■ What this task involves: Reproduce verbatim the lines of the records from the line containing "cathedral spire -> outline every instance" up to and including the line containing "[[[449,211],[488,213],[488,187],[463,187],[449,192]]]".

[Data drawn from a collection]
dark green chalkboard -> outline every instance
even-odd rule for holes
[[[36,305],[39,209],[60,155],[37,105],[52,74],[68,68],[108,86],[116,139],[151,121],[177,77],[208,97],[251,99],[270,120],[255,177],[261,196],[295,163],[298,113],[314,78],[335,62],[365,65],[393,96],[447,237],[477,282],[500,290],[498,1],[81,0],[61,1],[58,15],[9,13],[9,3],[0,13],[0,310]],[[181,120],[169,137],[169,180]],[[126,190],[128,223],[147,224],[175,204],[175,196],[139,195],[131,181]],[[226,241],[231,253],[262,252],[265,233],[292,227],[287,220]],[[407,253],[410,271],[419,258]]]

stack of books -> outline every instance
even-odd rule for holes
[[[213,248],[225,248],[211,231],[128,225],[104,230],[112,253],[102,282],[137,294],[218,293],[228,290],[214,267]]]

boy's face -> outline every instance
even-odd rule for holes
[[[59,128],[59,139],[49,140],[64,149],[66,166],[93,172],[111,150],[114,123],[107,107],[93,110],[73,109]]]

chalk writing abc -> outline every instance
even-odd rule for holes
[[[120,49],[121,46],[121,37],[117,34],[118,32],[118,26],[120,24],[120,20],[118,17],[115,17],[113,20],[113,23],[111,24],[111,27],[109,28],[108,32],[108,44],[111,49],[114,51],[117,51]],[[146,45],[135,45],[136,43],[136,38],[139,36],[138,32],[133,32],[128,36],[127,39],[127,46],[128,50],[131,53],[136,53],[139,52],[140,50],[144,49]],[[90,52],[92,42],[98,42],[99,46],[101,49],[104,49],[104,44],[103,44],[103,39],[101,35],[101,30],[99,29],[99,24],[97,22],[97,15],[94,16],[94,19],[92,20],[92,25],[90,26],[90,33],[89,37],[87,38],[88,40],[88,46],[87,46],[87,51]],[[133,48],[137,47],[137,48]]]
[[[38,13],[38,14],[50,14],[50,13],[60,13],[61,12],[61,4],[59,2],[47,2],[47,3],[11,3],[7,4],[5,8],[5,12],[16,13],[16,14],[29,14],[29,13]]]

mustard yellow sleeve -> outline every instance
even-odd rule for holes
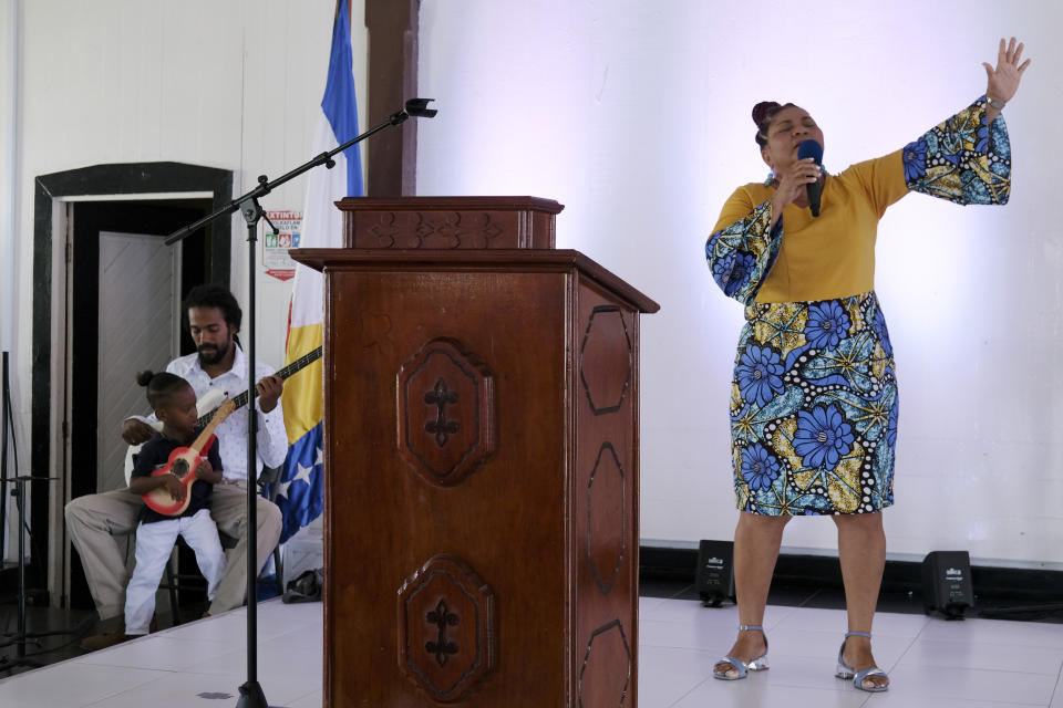
[[[843,173],[860,186],[878,218],[883,217],[887,207],[908,194],[902,153],[904,150],[897,150],[884,157],[857,163]]]
[[[768,231],[771,221],[771,200],[754,204],[749,187],[739,187],[724,204],[705,241],[705,260],[729,298],[752,302],[771,271],[783,239],[782,219]]]

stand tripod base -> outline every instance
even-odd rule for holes
[[[240,699],[236,701],[236,708],[269,708],[262,687],[257,681],[240,686]]]

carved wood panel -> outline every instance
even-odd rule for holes
[[[491,458],[494,377],[461,342],[427,342],[396,378],[399,450],[421,477],[433,485],[458,485]]]
[[[494,593],[461,559],[436,555],[399,590],[399,663],[434,700],[461,700],[495,667]]]

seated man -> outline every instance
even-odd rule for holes
[[[196,344],[196,353],[174,360],[166,371],[187,381],[197,397],[210,389],[221,389],[228,397],[247,389],[247,362],[236,337],[242,313],[233,294],[218,285],[198,285],[183,304],[185,324]],[[278,467],[288,452],[280,394],[283,381],[262,363],[256,365],[256,410],[259,417],[256,476],[262,467]],[[214,488],[211,516],[218,531],[236,538],[236,548],[228,552],[228,568],[215,592],[208,612],[219,614],[238,607],[247,594],[247,410],[244,406],[230,415],[215,435],[224,467],[224,477]],[[154,417],[154,416],[153,416]],[[140,445],[154,435],[151,418],[128,418],[122,429],[123,439]],[[140,496],[127,489],[79,497],[66,504],[66,528],[85,571],[89,590],[100,620],[123,614],[125,587],[130,575],[125,559],[114,537],[128,535],[136,528],[143,506]],[[257,499],[258,571],[272,553],[280,538],[280,510],[267,499]],[[99,649],[121,642],[124,624],[114,632],[87,637],[83,646]]]

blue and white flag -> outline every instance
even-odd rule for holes
[[[358,135],[358,104],[354,98],[351,14],[340,0],[332,25],[329,76],[321,100],[313,155],[333,150]],[[343,218],[334,201],[362,196],[362,160],[358,145],[334,157],[336,167],[317,167],[309,174],[302,217],[300,248],[343,246]],[[321,346],[324,320],[321,273],[296,267],[288,313],[286,363]],[[321,419],[323,409],[321,361],[293,376],[285,386],[285,426],[288,429],[288,459],[277,490],[277,506],[283,516],[283,543],[324,510]]]

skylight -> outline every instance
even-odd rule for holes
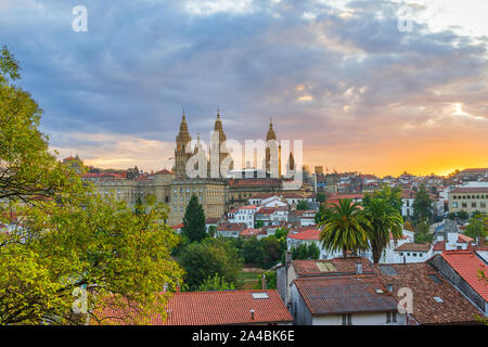
[[[316,265],[321,272],[337,271],[337,268],[331,261],[317,261]]]
[[[268,299],[269,295],[268,293],[252,293],[253,298],[255,299]]]

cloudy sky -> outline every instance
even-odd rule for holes
[[[170,168],[182,110],[209,139],[220,105],[228,138],[265,138],[272,116],[310,166],[445,175],[488,166],[487,13],[486,0],[0,0],[0,44],[62,157]]]

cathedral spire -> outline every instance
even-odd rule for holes
[[[271,117],[269,118],[269,130],[266,136],[266,141],[269,141],[269,140],[277,140],[277,134],[273,130],[273,119]]]

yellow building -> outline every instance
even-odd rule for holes
[[[449,211],[488,213],[488,187],[463,187],[449,192]]]

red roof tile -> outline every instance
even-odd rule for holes
[[[390,268],[395,271],[391,272]],[[474,323],[479,314],[463,295],[426,262],[380,266],[380,275],[384,284],[393,285],[393,293],[398,293],[401,287],[412,290],[412,314],[420,324]],[[442,303],[436,301],[434,297],[439,297]]]
[[[488,285],[479,280],[478,270],[488,271],[485,262],[473,250],[447,250],[441,257],[488,301]]]
[[[367,258],[361,257],[349,257],[349,258],[334,258],[329,260],[293,260],[293,268],[298,275],[307,274],[336,274],[336,273],[356,273],[356,264],[362,264],[362,272],[372,273],[373,267],[371,261]],[[324,271],[319,268],[321,264],[332,265],[329,267],[330,271]],[[335,270],[334,270],[335,268]]]
[[[320,240],[320,230],[318,229],[307,229],[305,231],[298,232],[296,234],[288,234],[290,239],[293,240]]]
[[[397,311],[397,299],[373,275],[309,277],[294,283],[312,314]]]
[[[266,293],[267,298],[255,298],[253,293]],[[262,294],[261,294],[262,295]],[[254,310],[252,319],[251,310]],[[175,293],[169,298],[167,320],[160,314],[149,317],[150,325],[222,325],[292,322],[277,291],[224,291]],[[133,321],[120,320],[121,310],[105,309],[112,324],[130,325]]]
[[[395,248],[399,252],[428,252],[431,249],[429,243],[404,243],[401,246]]]
[[[458,243],[470,243],[474,241],[472,237],[463,235],[463,234],[459,234],[458,235]]]

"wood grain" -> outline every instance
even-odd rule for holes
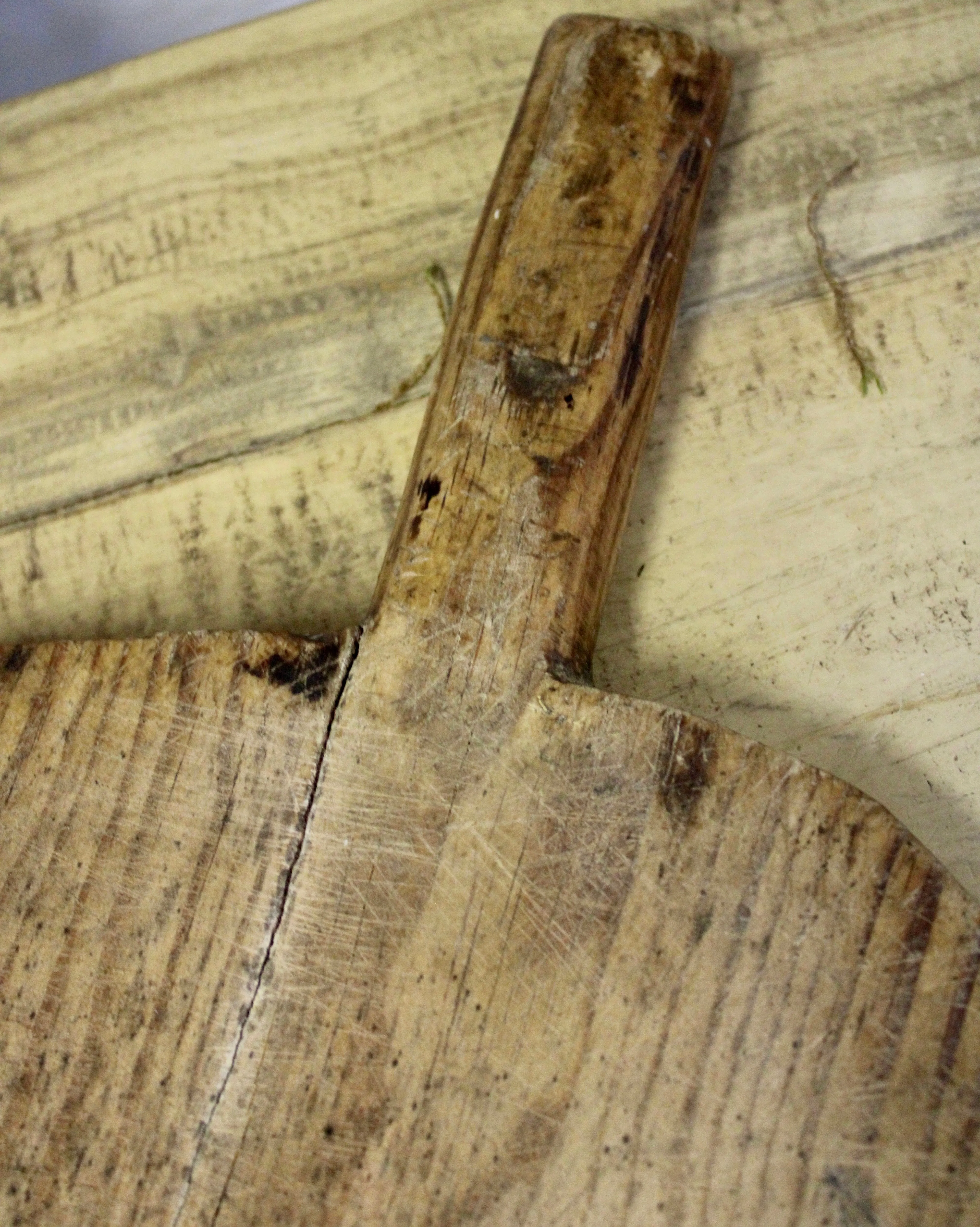
[[[727,77],[552,28],[363,632],[5,654],[11,1221],[976,1217],[975,906],[586,685]]]
[[[459,283],[562,7],[330,0],[0,107],[2,277],[81,253],[77,297],[0,302],[0,640],[364,617],[431,378],[370,411],[438,347],[424,269]],[[733,59],[732,107],[596,679],[848,779],[980,898],[980,12],[657,20]],[[884,396],[806,228],[855,157],[819,220]],[[117,243],[139,277],[90,281]]]
[[[266,972],[352,652],[249,633],[4,652],[4,1222],[175,1204]]]

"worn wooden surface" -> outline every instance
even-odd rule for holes
[[[735,64],[596,675],[980,894],[980,10],[594,7]],[[561,10],[332,0],[0,108],[0,639],[364,616],[431,374],[364,415],[439,345],[424,270],[457,285]],[[806,221],[855,157],[818,223],[883,396]]]
[[[726,94],[552,32],[363,629],[2,654],[11,1223],[976,1217],[975,904],[586,685]]]

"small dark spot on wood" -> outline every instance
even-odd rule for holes
[[[418,483],[418,498],[422,503],[422,510],[427,512],[429,509],[429,503],[433,498],[438,497],[439,491],[443,488],[443,483],[434,474],[429,474],[424,481]]]
[[[31,649],[25,648],[23,644],[18,644],[16,648],[11,648],[10,652],[4,658],[4,672],[5,674],[18,674],[25,667],[27,661],[31,659]]]
[[[569,682],[573,686],[592,685],[591,660],[573,660],[554,649],[546,652],[545,659],[548,663],[548,672],[557,682]]]
[[[291,694],[316,703],[337,674],[340,644],[336,639],[298,639],[296,648],[294,655],[274,652],[258,664],[244,661],[242,667],[253,677],[285,686]]]
[[[878,1227],[871,1173],[862,1167],[832,1167],[823,1184],[836,1210],[839,1227]]]
[[[687,183],[694,183],[700,174],[702,151],[699,145],[687,145],[677,158],[677,169]]]
[[[689,822],[702,793],[710,787],[718,750],[714,733],[689,717],[672,715],[664,730],[657,789],[672,818]]]

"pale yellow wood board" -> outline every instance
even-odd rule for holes
[[[597,7],[736,65],[599,677],[843,775],[980,893],[980,10]],[[315,4],[0,109],[6,642],[361,616],[424,385],[329,423],[438,345],[424,267],[459,279],[559,11]],[[806,227],[854,157],[819,216],[882,398]]]

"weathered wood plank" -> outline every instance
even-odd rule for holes
[[[369,412],[438,345],[423,271],[457,282],[558,7],[310,5],[0,108],[0,638],[363,616],[428,384],[363,436],[260,440]],[[733,55],[733,103],[597,674],[844,775],[976,894],[976,6],[661,20]],[[821,225],[881,402],[806,228],[855,156]]]
[[[177,1205],[352,652],[242,633],[2,653],[4,1222]]]

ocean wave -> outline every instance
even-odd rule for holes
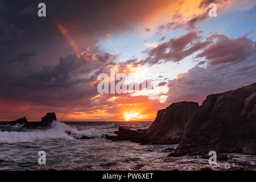
[[[1,131],[0,132],[0,143],[15,143],[21,142],[33,142],[48,139],[73,139],[65,131],[71,131],[77,133],[76,129],[67,125],[54,121],[52,126],[47,130],[33,130],[31,131]]]
[[[109,127],[115,127],[115,125],[114,123],[111,123],[104,125],[97,126],[95,127],[98,129],[108,129]]]

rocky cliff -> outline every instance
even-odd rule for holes
[[[14,126],[16,125],[19,125],[20,126],[23,126],[24,125],[27,125],[28,123],[26,117],[18,119],[17,120],[11,121],[5,123],[6,125]]]
[[[48,113],[42,117],[41,122],[28,122],[26,117],[5,123],[6,125],[14,126],[19,125],[23,127],[49,127],[53,121],[57,121],[55,113]]]
[[[169,156],[205,155],[212,150],[256,155],[256,83],[208,96]]]
[[[117,136],[106,136],[113,140],[131,140],[142,144],[177,144],[183,135],[188,119],[199,107],[192,102],[174,103],[158,111],[155,121],[147,130],[138,131],[120,127]]]

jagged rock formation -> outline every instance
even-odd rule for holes
[[[49,127],[53,121],[57,121],[55,113],[48,113],[44,117],[42,117],[41,122],[30,122],[24,125],[23,127]]]
[[[256,155],[256,83],[208,96],[169,156],[206,155],[212,150]]]
[[[138,131],[120,127],[117,136],[106,136],[113,140],[131,140],[142,144],[177,144],[183,135],[188,119],[199,107],[192,102],[174,103],[158,111],[155,121],[147,130]]]
[[[7,122],[5,123],[5,125],[9,126],[15,126],[16,125],[19,125],[22,126],[24,125],[27,125],[27,123],[28,123],[27,120],[27,119],[26,119],[26,117],[24,117],[22,118],[20,118],[14,121]]]

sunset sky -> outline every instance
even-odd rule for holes
[[[154,121],[173,102],[256,82],[255,41],[255,0],[0,0],[0,121]],[[100,94],[110,69],[154,76],[159,96]]]

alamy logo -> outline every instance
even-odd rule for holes
[[[40,157],[38,158],[38,164],[39,165],[46,165],[46,153],[44,151],[40,151],[38,152],[38,155]]]
[[[38,8],[40,9],[38,11],[38,15],[39,17],[46,16],[46,5],[45,3],[41,2],[38,4]]]
[[[214,3],[211,3],[209,5],[209,7],[210,8],[209,10],[209,16],[210,17],[217,16],[217,5]]]
[[[211,156],[209,159],[209,164],[210,165],[217,165],[217,153],[214,151],[211,151],[209,152],[208,155]]]

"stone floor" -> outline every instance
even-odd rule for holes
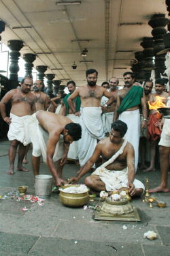
[[[42,206],[30,201],[17,201],[11,196],[18,196],[18,186],[28,186],[27,194],[35,195],[31,150],[27,165],[30,171],[17,171],[15,168],[15,174],[9,175],[5,173],[9,167],[8,147],[8,141],[0,141],[0,256],[170,255],[169,193],[154,195],[167,203],[163,209],[155,203],[151,208],[141,199],[133,199],[131,203],[137,208],[141,218],[138,223],[95,221],[94,210],[64,206],[56,193]],[[41,163],[40,170],[41,173],[50,174],[44,163]],[[78,170],[75,165],[65,165],[63,175],[69,178]],[[147,177],[150,188],[158,185],[160,169],[148,173],[139,170],[137,173],[137,178],[144,183]],[[96,198],[93,203],[88,201],[87,205],[100,203]],[[29,211],[22,212],[24,207]],[[127,229],[123,229],[124,225]],[[156,240],[143,238],[148,230],[158,234]]]

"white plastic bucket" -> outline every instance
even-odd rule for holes
[[[52,195],[52,176],[39,174],[35,176],[35,195],[39,197],[50,197]]]

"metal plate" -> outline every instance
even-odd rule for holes
[[[137,209],[134,207],[134,212],[129,214],[116,215],[105,212],[96,210],[96,221],[141,221]]]

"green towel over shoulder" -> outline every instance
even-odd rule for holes
[[[68,94],[66,95],[66,96],[63,98],[63,102],[65,103],[65,106],[66,106],[66,109],[67,109],[67,112],[66,112],[66,115],[68,115],[69,113],[69,104],[67,103],[67,98],[70,96],[70,94]],[[76,109],[76,111],[79,111],[80,109],[80,106],[81,106],[81,100],[80,100],[80,96],[78,96],[77,98],[75,98],[75,99],[74,100],[75,100],[75,109]]]
[[[143,98],[143,89],[139,86],[133,85],[124,98],[120,107],[117,110],[118,114],[126,111],[126,109],[133,108],[141,103]]]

■ Exercise result:
cathedral spire -> outline every instance
even-odd rule for holes
[[[271,117],[269,118],[269,130],[266,136],[266,141],[269,141],[269,140],[277,140],[277,134],[273,130],[273,119]]]

yellow building -> outline every instance
even-odd rule for holes
[[[449,211],[488,213],[488,187],[463,187],[449,192]]]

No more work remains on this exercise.